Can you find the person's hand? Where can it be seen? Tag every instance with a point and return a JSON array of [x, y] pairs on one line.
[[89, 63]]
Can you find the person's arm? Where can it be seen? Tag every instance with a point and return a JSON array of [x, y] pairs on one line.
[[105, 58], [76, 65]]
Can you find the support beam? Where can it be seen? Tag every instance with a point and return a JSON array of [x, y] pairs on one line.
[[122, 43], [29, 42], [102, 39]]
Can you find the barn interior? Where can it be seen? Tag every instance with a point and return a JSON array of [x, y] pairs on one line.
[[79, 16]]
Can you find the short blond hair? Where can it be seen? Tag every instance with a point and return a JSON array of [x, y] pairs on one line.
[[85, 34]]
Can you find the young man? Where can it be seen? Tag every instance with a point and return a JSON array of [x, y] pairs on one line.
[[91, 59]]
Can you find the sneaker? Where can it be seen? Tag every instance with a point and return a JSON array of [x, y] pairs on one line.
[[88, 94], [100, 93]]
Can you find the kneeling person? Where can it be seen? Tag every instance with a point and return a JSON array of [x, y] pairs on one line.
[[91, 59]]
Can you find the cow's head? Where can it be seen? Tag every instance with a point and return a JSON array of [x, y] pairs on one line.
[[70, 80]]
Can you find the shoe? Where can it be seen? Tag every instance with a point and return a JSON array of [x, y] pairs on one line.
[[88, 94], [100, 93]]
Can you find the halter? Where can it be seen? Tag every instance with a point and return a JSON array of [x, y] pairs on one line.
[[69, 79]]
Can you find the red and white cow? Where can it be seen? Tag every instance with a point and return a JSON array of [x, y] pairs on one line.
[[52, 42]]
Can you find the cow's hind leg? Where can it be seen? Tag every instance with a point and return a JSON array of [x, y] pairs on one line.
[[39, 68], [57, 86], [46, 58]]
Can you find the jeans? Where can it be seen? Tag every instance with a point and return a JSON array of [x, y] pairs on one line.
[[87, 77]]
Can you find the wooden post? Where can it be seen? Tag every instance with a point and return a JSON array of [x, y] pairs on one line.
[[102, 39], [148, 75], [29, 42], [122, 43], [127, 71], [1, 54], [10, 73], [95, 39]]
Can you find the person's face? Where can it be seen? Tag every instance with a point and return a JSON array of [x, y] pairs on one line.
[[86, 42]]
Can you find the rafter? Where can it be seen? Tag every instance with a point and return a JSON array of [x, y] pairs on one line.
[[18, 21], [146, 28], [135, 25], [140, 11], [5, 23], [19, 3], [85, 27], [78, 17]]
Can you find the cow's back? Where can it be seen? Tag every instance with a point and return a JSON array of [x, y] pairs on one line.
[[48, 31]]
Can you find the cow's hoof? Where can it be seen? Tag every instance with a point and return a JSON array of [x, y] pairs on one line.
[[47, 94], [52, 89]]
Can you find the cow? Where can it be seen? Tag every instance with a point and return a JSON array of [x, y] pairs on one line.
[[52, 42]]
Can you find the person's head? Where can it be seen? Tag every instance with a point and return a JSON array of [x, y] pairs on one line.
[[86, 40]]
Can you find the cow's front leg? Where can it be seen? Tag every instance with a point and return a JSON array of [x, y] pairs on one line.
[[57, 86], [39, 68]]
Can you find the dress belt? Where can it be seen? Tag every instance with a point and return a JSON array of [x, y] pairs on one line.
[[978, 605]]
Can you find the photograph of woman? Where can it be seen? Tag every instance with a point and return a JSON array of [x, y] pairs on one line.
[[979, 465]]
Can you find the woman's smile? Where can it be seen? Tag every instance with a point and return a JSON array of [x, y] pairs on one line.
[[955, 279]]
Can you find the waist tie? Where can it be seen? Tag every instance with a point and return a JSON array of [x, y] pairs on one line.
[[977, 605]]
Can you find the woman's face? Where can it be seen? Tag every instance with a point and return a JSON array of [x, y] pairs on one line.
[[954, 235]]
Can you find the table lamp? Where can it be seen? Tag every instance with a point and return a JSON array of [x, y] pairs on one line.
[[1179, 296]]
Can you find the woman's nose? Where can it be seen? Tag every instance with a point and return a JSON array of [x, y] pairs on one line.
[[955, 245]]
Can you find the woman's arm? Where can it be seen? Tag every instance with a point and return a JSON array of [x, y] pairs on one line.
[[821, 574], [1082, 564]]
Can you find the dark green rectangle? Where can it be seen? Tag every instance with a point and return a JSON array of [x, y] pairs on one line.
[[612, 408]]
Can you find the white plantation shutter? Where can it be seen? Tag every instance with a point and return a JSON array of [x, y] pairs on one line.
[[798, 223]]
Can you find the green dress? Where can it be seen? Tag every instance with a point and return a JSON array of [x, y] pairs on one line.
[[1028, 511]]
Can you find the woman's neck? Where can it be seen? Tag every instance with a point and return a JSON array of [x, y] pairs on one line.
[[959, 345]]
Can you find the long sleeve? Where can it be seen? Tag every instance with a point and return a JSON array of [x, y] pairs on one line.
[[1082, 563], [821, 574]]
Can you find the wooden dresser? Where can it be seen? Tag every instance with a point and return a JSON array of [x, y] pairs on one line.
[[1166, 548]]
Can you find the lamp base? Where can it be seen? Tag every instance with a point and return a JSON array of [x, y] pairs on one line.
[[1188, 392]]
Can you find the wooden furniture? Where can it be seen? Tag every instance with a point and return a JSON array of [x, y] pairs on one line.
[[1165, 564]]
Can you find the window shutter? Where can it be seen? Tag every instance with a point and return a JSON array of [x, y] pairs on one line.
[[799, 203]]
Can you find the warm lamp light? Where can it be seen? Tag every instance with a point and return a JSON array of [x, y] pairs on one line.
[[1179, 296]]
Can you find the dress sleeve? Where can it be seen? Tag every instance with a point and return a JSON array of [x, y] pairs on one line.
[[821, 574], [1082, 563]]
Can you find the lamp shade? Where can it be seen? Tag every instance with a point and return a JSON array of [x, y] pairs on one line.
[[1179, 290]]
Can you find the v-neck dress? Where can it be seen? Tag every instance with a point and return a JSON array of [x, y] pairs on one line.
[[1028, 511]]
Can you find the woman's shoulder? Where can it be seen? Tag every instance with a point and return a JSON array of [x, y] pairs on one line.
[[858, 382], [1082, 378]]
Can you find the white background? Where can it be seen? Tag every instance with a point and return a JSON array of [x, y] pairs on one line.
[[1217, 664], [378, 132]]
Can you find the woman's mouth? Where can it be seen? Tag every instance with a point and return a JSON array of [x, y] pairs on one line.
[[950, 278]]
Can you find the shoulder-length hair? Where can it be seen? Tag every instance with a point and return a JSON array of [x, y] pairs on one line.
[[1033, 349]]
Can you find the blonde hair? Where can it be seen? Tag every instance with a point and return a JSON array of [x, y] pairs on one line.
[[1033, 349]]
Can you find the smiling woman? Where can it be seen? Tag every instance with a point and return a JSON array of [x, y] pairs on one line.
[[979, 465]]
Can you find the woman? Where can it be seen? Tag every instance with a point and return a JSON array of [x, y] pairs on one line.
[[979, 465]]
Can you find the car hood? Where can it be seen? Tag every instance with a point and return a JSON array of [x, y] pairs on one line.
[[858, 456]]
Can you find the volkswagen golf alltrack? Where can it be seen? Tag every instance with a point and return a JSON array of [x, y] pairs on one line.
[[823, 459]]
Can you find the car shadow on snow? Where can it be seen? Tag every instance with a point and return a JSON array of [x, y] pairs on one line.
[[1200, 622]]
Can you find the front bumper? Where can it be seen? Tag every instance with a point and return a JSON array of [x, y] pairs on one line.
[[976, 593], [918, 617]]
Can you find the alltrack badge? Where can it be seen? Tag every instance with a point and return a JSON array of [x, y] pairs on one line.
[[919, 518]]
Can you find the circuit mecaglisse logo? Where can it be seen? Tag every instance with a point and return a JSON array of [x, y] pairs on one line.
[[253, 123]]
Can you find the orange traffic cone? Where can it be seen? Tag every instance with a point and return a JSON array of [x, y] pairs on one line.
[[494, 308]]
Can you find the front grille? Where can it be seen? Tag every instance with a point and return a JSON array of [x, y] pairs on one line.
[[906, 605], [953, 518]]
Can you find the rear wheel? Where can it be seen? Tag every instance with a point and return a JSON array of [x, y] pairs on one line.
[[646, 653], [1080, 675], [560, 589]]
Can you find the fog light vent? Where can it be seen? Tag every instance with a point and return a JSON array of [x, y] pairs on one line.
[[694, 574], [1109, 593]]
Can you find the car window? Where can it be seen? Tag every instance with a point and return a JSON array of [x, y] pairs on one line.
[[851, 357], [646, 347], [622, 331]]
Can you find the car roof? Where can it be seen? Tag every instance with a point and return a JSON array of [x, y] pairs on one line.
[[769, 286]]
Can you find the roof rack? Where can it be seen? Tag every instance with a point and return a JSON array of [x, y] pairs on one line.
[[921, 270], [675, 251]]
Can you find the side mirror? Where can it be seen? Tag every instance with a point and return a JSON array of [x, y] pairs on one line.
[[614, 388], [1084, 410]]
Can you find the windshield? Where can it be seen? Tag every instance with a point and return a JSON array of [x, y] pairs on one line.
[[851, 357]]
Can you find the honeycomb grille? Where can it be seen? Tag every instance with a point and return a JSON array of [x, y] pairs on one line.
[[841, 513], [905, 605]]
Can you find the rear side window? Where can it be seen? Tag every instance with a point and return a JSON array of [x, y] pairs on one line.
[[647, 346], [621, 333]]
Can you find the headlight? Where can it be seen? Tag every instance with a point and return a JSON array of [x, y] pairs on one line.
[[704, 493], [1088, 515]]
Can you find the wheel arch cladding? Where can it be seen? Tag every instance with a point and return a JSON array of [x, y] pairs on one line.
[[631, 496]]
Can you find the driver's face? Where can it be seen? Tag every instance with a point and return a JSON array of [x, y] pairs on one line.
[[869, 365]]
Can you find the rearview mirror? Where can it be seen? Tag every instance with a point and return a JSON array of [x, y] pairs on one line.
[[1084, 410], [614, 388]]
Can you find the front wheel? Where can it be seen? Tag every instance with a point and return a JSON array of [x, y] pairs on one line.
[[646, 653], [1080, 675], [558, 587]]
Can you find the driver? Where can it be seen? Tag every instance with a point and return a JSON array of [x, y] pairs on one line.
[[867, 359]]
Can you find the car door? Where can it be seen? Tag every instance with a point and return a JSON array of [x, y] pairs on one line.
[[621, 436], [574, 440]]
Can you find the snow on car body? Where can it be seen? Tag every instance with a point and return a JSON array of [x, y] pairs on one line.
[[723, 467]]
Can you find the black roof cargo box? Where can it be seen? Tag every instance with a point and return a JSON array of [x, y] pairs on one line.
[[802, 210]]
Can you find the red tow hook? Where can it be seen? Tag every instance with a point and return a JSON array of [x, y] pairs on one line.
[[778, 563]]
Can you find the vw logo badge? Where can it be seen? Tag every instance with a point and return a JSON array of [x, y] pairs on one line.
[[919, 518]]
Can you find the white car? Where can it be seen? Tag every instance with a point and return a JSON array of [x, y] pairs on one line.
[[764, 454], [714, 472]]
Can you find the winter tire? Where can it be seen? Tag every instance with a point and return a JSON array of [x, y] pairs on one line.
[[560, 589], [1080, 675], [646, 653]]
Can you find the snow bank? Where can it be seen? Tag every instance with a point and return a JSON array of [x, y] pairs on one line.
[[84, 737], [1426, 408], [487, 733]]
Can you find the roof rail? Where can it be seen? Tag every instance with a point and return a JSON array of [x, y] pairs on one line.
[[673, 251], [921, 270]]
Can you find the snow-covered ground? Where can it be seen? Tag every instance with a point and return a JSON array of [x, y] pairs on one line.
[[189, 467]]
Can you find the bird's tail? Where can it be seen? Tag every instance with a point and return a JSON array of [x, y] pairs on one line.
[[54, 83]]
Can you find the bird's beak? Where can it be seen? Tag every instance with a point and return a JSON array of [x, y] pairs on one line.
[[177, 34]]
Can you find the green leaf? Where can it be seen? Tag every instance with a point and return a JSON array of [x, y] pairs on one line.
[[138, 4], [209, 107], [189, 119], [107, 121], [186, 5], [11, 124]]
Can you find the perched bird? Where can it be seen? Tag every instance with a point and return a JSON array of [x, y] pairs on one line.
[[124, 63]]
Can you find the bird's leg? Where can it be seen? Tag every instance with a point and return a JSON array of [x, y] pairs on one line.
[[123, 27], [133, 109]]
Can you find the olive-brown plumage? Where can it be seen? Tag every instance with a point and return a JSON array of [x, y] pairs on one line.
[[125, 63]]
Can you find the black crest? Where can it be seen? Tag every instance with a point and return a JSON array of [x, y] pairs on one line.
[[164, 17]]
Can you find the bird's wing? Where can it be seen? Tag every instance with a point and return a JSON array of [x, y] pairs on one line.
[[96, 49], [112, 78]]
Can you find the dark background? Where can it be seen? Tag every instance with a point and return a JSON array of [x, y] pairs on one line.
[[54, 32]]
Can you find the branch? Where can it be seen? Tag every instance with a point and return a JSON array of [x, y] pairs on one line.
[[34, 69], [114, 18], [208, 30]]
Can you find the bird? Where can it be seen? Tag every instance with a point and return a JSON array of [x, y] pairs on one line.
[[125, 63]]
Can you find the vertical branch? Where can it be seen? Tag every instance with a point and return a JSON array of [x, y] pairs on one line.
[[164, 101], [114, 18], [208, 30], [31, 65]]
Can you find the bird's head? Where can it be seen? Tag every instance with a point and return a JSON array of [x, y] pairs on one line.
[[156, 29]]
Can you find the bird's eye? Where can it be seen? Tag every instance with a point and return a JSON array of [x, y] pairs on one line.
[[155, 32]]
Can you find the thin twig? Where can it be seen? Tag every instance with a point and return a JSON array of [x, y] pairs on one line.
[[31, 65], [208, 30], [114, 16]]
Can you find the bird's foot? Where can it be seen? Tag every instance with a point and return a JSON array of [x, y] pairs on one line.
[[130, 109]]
########################################
## Requirements
Reproduce the lines from the one containing "Can you find the bird's wing?" through the end of the records, substituting "limb" for "branch" and leaving everything else unchanged.

## Exercise answer
Can you find the bird's wing? Where can it be seen? Tag every instance with a point and return a JSON array of [x, y] pairs on one line.
[[96, 49], [112, 78]]
Can you find the dark background? Where can it be seen? Tag every instance with a point and return a JSON array of [x, y] pairs on one line.
[[54, 32]]
Can you find the limb? Where can it be seen? Tag every instance with a point and return a JSON array of [x, y] pairs on one line.
[[34, 69], [114, 18], [208, 30]]
Can you find the bird? Where can it be seen? Tag every instance with a point and return a JSON array of [x, y] pairs on one line.
[[125, 63]]
Can you find the vertical limb? Where can it be seen? Tag every instance with a point and return a JSON array of [x, y] pairs on one line.
[[164, 101], [114, 18], [208, 30], [31, 65]]
Can you find the bird's head? Where can it be seen? Tag every instance with a point and return a JSON array of [x, y] pairs on one line.
[[156, 29]]
Can you find the bird's eye? Where can it be seen? Tag every instance with a point and return a JSON array of [x, y] pairs on one line.
[[155, 32]]
Can you find the thin twig? Where can it be seen? Tag every instance with a point and return a JSON array of [x, y] pairs on one line.
[[31, 65], [208, 30], [114, 16]]
Can you find the bird's foot? Where can it be seen? Tag every instance with a point and return a JSON array of [x, y] pairs on one line.
[[130, 109]]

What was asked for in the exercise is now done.